§ REQUIRED TASK: Please copy the text about The Wash, beginning at the words "Fig. 3. Map" and stopping after "difficult to defend.", and substitute "eastern England" for "East Anglia".

Fig. 3. Map of East Anglia, Climatecentral.org. Areas in red are expected to be under the annual flood level by 2050. Much of this land is at or below sea level already, and will be increasingly difficult to defend.
In Decolonizing Nature (Demos 2016: p.8) TJ Demos argues that “The way we regard nature impacts on how we organise society , assign responsibility for environmental change and assess social impact.” Today, The Wash is still presented as an empty landscape that could be further developed for profit. For example the most recent proposal for a barrage across The Wash is an “11-mile (18km) link between Norfolk and Lincolnshire that would include a road, railway line, hydroelectric power plant and offshore container port.” (BBC 2023), the developers claim that this could be achieved while “preserving the natural habitat” (Center Port 2023), a claim has been challenged by local wildlife organisations.
Like Berry (2006), in Staying with the Trouble, Donna Haraway (2016) offers a method of expanding our thought processes beyond the human centric view of man. Haraway revels in constant change and evolution, that is not static or stuck in taxonomic structures, but demands that we move freely in thought between species and times. Applying this thinking to The Wash there is a need to find ways to live with the incoming tide and rising sea levels rather than to barricade against it, to ‘live with the trouble’ as Haraway proposes (Haraway 2016). In The Wash this could be achieved by recognising the agency of the sea and its right to expand by returning fresh water grazing marsh to saltmarsh instead of building higher sea walls. Or by implementing Kimmerer’s (Kimmerer 2013) ideas of reciprocity between species, and extending the existing system of shell fish licensing in The Wash that ensures humans don’t extract so much shellfish that they cannot spawn a new generation and that there is plenty available for migratory birds that visit The Wash in the hundreds of thousands each season. “Making odd kin” as Haraway (Haraway 2016, p.2) suggests is a way of moving towards multi species environmental justice – including “justice for all people not only the privileged minority” (Haraway 2016). The post human lens recognises nonhuman agency and the opportunity for humans to learn from and communicate with other species. Timothy Morton (Morton 2021) argues for the possibility of better communication between species and, philosopher Emmanuale Cocci (Cocci 2020) suggests that it is mutual assistance which has enabled all species to evolve, rather than competition between species. How evidence from nonhuman and human species can come together is explored below.

§ DATA EXTRACT:
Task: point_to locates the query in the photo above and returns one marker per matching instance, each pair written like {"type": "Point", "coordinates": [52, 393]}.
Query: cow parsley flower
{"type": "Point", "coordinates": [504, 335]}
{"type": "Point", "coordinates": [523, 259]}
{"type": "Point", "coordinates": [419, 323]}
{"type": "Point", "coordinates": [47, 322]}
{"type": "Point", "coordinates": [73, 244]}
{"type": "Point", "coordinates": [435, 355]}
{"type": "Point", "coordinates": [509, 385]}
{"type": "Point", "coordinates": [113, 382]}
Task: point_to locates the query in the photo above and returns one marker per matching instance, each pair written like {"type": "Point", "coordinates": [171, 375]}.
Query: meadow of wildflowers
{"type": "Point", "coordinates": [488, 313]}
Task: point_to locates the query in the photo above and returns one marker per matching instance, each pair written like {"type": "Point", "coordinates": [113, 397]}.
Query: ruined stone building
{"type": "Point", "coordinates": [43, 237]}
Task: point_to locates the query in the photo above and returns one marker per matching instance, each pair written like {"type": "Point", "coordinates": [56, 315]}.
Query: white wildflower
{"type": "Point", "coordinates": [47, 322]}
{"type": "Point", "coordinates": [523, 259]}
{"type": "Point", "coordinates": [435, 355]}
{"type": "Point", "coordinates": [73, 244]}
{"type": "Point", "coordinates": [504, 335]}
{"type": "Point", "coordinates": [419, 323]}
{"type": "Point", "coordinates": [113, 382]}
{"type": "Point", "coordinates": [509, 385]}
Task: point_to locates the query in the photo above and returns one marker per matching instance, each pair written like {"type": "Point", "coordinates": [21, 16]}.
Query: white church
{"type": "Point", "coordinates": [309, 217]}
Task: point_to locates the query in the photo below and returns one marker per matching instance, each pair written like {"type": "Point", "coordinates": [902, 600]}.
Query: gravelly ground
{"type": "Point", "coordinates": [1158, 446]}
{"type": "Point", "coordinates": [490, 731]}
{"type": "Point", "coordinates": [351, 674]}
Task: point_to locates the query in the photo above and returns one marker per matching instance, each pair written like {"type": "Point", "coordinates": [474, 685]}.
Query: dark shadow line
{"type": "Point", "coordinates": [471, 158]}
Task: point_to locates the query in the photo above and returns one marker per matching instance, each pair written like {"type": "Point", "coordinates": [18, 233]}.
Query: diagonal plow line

§ PROBLEM SOLUTION:
Fig. 3. Map of eastern England, Climatecentral.org. Areas in red are expected to be under the annual flood level by 2050. Much of this land is at or below sea level already, and will be increasingly difficult to defend.